(Dataset records)
____

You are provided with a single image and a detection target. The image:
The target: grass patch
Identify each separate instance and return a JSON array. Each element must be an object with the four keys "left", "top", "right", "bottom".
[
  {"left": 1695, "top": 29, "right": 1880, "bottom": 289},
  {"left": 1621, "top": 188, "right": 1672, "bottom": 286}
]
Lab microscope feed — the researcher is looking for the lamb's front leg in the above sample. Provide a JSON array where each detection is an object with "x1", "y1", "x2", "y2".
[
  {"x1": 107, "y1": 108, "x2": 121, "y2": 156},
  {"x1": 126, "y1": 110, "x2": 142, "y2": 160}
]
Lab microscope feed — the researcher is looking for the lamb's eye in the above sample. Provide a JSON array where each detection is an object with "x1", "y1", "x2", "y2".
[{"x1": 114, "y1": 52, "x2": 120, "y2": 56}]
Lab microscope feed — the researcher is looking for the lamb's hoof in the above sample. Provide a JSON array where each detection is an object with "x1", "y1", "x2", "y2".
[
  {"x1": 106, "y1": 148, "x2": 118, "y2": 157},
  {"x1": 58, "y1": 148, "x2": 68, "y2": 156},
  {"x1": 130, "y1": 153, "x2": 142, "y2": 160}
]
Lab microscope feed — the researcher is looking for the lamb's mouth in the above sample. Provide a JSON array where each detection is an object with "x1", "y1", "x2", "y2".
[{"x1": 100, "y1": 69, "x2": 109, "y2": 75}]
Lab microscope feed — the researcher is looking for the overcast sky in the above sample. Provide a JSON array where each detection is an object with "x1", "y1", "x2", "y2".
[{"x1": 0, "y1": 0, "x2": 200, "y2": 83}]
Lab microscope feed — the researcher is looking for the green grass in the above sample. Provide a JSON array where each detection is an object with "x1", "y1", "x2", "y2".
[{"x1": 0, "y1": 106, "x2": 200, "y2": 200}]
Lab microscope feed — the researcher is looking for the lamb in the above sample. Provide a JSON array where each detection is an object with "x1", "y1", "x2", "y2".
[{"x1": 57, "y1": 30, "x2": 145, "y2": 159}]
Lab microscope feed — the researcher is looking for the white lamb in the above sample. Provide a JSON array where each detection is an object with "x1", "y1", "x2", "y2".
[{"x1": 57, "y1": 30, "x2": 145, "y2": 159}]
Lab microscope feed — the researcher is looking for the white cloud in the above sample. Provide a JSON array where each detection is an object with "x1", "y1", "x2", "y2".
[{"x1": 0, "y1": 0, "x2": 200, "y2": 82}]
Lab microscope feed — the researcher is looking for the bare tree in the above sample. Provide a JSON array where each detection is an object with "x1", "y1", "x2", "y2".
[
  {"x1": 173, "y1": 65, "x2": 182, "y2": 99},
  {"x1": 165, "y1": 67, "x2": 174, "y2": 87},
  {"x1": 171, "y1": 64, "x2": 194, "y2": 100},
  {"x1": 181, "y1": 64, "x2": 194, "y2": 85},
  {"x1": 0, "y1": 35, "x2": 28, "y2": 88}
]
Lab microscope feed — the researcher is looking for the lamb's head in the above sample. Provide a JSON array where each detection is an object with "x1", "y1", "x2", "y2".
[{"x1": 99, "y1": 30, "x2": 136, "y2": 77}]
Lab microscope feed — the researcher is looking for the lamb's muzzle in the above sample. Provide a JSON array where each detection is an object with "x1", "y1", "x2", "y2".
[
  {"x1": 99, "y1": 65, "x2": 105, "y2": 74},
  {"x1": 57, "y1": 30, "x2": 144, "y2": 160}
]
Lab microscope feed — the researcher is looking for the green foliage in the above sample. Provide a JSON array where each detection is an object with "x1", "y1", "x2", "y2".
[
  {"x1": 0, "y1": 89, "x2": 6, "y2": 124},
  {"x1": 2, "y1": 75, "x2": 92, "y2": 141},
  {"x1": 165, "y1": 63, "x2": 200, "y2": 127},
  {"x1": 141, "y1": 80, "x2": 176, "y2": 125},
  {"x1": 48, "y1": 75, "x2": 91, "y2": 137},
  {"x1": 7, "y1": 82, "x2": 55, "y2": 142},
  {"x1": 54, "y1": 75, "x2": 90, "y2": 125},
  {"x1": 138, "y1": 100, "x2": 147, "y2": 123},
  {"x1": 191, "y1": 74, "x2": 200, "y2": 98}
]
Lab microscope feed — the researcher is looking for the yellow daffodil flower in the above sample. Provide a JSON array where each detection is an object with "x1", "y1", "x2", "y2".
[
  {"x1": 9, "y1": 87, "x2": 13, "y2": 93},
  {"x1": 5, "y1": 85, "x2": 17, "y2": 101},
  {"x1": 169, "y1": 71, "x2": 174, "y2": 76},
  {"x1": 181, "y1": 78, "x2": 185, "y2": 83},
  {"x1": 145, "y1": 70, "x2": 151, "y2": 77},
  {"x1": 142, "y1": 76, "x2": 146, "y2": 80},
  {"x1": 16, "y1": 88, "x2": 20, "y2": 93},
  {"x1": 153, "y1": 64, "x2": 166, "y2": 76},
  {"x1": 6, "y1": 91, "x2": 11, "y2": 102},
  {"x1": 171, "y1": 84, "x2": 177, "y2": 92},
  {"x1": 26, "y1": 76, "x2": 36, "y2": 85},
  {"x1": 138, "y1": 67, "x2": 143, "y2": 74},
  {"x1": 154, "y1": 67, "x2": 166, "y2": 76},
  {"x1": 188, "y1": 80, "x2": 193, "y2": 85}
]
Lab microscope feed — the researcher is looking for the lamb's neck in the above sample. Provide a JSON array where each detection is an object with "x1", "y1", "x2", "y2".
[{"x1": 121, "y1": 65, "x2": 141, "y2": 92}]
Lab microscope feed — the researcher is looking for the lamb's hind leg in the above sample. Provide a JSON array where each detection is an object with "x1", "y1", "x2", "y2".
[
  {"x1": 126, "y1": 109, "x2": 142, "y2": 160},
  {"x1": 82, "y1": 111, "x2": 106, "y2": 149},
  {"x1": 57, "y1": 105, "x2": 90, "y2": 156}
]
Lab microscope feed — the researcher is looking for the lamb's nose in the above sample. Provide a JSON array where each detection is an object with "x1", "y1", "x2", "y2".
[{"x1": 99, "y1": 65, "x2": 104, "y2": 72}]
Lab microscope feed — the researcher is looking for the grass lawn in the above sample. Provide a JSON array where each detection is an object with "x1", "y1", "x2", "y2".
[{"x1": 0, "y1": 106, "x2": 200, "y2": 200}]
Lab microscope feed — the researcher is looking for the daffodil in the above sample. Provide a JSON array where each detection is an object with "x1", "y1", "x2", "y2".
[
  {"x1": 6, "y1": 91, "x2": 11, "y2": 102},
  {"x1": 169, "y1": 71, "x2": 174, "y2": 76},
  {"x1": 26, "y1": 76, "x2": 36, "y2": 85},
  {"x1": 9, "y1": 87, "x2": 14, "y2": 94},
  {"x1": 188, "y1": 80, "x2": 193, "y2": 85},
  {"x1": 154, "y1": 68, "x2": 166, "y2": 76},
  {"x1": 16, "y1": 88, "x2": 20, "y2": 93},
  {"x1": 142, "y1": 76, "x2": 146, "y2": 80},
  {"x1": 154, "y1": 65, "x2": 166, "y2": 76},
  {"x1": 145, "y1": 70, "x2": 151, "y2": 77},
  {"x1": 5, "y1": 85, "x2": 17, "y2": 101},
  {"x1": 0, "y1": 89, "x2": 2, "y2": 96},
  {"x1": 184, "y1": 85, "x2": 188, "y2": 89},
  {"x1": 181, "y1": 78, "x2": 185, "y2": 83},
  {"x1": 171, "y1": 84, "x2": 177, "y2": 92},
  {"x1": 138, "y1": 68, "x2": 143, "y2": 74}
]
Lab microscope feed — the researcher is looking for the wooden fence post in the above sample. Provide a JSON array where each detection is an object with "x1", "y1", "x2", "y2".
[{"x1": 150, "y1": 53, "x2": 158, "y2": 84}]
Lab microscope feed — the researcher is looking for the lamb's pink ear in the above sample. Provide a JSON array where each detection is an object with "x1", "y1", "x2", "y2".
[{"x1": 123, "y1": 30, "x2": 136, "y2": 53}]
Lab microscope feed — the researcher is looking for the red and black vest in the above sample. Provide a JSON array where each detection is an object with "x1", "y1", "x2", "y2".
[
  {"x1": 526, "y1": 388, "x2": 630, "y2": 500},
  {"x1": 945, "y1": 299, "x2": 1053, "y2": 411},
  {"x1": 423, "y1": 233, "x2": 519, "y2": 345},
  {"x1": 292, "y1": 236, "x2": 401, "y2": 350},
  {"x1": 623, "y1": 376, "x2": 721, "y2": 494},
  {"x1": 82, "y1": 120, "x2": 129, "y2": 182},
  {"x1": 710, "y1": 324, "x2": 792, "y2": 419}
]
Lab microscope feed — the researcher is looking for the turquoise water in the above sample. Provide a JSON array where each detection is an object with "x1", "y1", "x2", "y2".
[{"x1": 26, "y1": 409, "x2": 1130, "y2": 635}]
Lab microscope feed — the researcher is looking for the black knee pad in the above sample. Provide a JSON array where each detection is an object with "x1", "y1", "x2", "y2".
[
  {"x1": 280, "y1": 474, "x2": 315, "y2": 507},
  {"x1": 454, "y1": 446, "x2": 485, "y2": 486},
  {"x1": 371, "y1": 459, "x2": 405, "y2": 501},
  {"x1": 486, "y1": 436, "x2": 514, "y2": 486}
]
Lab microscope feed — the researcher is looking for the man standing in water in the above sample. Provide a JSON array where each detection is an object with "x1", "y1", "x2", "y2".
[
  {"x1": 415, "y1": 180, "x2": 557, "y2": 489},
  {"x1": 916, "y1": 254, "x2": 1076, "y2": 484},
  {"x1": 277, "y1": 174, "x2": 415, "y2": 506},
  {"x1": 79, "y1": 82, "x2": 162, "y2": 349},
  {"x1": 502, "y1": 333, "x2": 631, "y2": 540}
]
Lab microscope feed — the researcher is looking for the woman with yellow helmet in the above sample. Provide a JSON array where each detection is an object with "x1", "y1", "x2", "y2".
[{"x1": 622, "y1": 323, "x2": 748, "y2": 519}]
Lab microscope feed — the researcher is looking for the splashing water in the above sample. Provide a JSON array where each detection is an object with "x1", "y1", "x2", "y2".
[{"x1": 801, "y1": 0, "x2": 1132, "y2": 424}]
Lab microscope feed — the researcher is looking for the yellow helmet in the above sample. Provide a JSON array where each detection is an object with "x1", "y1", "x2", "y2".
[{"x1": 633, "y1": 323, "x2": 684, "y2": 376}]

____

TASK TO COMPLETE
The lines to copy are those above that contain the string "target".

SOLVED EXERCISE
You are provided with a single image and a detection target. The image:
The target: grass patch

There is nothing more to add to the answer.